▶ _Assignment_: Which lines in the records below mention the word "shingle"? Copy each one out.

(Excerpts from a dataset)
=== Begin Enclosure ===
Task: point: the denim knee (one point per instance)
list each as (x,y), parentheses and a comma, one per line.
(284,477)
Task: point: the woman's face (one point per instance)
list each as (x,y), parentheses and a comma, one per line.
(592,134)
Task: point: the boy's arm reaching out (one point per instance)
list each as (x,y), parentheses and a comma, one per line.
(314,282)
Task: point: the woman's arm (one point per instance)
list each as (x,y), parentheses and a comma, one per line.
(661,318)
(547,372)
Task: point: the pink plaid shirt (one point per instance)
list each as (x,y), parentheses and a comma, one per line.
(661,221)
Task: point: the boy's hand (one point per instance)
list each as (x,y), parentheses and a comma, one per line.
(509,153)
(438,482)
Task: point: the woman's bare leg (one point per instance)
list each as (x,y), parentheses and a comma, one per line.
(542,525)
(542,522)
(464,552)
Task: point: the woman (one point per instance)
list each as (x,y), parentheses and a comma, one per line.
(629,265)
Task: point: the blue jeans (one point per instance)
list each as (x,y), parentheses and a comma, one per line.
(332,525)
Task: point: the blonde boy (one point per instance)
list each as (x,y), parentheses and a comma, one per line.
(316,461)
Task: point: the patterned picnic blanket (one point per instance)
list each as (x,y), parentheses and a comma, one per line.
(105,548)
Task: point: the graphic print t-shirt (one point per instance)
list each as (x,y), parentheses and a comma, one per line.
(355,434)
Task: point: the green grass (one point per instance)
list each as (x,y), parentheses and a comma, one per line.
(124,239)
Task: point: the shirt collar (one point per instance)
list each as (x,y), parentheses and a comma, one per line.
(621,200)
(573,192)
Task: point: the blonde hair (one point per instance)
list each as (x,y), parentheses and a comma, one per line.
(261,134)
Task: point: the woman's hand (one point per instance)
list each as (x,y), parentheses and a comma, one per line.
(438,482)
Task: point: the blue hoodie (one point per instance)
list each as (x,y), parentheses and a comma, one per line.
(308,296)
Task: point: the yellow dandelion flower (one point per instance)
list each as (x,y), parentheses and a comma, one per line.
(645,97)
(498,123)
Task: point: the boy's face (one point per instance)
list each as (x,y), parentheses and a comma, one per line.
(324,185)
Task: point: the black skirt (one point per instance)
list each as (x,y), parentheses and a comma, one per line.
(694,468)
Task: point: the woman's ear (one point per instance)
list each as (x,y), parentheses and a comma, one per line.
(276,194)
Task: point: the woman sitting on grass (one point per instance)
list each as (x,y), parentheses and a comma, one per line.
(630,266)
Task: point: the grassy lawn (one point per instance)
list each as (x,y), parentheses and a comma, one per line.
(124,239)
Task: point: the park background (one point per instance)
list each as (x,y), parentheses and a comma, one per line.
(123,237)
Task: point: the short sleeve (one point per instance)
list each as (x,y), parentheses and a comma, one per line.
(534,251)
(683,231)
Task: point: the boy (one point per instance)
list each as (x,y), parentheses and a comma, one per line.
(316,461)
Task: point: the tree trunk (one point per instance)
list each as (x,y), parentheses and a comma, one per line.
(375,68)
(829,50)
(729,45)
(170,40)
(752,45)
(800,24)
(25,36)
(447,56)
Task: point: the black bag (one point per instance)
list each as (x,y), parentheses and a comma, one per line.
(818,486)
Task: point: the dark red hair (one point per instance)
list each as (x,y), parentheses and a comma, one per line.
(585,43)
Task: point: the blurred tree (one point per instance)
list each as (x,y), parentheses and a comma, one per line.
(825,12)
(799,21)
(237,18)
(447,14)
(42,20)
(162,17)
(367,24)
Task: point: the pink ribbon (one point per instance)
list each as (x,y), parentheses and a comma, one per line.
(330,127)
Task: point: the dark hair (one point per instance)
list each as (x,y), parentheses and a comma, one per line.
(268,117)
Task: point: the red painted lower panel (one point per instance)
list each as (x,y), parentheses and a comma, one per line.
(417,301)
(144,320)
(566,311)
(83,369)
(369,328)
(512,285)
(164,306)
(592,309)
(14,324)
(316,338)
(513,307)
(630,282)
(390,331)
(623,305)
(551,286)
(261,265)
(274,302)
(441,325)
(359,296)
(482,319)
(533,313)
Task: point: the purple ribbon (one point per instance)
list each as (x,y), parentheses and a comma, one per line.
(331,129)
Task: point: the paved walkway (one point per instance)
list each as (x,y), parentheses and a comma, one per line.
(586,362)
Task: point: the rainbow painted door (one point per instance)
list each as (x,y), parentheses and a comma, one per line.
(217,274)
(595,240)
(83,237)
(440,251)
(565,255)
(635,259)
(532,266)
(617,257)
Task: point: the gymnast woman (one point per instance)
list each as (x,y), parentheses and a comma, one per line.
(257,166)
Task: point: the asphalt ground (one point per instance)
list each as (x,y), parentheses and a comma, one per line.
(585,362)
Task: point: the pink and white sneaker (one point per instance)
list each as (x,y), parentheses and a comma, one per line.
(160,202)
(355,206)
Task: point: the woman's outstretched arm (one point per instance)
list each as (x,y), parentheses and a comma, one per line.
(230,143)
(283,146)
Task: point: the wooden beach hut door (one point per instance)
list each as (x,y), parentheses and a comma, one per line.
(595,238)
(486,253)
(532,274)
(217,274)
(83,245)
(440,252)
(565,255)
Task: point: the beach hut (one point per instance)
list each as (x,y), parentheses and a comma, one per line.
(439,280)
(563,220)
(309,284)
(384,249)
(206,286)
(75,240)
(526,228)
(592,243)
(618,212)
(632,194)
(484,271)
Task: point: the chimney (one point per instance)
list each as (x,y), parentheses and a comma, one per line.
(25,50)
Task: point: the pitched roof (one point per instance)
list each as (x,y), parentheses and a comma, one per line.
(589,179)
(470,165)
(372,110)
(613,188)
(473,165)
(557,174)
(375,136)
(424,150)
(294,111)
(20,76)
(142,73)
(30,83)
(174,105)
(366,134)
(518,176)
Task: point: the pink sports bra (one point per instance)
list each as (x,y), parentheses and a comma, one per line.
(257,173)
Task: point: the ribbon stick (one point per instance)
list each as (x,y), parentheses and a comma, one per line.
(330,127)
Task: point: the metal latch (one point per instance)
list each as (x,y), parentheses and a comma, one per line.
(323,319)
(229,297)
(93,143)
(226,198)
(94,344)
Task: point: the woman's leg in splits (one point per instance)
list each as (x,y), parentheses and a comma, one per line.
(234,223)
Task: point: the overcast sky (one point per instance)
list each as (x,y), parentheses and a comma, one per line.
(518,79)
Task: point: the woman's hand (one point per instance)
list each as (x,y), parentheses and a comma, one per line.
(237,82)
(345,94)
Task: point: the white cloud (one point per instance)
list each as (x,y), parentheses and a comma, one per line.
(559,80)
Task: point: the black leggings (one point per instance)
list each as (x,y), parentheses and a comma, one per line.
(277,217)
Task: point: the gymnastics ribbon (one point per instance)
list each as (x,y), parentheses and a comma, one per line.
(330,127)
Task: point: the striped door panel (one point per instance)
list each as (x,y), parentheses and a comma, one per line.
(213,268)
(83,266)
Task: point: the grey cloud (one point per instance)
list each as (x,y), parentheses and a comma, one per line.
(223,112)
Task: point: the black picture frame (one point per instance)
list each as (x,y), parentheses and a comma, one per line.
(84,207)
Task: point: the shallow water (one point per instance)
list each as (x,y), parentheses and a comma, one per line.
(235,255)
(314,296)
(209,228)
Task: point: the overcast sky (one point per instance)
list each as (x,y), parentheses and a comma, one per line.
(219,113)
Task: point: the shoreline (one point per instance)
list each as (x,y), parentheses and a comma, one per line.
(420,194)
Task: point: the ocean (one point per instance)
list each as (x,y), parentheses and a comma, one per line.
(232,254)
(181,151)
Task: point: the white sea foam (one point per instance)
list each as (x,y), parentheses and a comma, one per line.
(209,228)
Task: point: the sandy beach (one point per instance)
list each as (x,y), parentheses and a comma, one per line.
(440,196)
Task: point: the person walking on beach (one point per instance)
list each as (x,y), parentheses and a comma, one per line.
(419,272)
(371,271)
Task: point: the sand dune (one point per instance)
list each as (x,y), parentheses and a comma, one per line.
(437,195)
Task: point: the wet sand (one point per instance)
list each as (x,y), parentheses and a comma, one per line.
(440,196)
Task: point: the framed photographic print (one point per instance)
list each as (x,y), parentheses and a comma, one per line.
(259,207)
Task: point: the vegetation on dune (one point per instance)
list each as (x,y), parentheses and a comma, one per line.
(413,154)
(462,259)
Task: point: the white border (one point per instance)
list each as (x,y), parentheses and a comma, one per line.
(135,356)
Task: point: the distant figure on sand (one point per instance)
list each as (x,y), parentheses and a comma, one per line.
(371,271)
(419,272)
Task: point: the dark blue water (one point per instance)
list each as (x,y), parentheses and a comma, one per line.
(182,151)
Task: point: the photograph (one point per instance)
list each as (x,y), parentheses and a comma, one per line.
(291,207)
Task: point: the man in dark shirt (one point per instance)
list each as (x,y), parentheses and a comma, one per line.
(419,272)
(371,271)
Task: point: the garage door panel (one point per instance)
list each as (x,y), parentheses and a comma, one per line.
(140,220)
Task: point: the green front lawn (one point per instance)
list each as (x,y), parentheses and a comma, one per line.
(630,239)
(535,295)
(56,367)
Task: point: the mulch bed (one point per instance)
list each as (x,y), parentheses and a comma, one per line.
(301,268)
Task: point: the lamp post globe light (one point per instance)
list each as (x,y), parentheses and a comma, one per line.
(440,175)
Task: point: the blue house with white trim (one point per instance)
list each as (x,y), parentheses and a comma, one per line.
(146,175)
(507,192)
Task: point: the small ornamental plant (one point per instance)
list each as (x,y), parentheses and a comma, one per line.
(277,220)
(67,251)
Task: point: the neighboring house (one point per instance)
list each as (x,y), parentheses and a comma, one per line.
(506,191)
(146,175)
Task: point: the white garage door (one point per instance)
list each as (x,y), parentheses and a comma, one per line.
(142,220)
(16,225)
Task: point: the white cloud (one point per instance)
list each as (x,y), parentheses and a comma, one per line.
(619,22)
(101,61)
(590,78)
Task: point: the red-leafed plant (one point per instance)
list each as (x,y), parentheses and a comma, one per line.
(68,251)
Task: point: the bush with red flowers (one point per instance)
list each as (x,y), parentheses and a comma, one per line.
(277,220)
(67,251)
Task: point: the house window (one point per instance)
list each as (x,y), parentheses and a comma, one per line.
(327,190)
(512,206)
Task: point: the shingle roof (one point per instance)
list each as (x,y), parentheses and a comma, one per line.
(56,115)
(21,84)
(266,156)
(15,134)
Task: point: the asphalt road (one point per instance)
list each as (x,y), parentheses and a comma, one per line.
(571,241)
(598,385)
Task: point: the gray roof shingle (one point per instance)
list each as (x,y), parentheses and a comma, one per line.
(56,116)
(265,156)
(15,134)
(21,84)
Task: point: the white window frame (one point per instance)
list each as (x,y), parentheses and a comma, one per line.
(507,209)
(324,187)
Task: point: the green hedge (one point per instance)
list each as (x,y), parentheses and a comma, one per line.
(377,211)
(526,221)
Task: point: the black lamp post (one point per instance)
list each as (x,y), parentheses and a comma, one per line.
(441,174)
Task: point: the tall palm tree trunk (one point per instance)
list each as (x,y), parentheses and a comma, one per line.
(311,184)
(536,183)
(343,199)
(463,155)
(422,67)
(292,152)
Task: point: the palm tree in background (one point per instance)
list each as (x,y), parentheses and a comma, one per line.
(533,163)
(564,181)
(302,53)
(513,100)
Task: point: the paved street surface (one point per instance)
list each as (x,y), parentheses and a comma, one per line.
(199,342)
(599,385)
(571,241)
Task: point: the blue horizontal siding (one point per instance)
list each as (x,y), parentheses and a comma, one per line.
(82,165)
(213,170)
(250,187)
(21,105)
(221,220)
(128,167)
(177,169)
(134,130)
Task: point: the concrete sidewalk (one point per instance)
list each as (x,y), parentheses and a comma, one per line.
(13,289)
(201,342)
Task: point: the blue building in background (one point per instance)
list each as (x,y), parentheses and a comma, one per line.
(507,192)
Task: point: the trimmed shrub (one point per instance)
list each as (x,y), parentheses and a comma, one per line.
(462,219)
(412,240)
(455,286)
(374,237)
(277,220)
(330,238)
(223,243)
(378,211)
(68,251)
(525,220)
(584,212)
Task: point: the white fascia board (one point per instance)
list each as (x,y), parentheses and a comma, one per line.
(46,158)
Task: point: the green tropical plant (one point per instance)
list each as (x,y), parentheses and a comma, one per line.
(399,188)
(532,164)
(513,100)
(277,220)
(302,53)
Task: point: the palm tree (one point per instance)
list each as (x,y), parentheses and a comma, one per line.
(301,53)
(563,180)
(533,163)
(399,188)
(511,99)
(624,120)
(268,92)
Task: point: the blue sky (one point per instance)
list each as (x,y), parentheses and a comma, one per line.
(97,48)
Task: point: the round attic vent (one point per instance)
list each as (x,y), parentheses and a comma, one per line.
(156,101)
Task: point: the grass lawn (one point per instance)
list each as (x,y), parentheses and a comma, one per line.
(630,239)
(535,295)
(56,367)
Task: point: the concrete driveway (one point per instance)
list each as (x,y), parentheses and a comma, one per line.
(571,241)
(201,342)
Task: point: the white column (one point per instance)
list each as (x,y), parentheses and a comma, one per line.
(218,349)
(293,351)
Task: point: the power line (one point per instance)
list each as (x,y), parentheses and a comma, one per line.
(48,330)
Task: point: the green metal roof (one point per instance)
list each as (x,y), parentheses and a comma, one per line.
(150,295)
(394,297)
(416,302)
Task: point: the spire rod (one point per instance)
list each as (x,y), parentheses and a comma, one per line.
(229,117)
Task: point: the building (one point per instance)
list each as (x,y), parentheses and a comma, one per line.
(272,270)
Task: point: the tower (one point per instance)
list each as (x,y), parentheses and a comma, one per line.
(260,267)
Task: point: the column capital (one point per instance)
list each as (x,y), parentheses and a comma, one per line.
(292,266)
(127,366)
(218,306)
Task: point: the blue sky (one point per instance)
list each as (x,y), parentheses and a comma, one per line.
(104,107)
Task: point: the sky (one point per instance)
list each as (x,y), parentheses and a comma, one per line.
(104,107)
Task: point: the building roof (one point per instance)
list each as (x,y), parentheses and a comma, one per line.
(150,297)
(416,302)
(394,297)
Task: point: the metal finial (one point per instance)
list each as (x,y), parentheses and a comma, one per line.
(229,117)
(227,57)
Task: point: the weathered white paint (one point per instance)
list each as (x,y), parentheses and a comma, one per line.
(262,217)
=== End Enclosure ===
▶ _Answer for this exercise_:
Task: point: the shingle roof (one point per instance)
Task: point: the gray roof shingle (one point per instance)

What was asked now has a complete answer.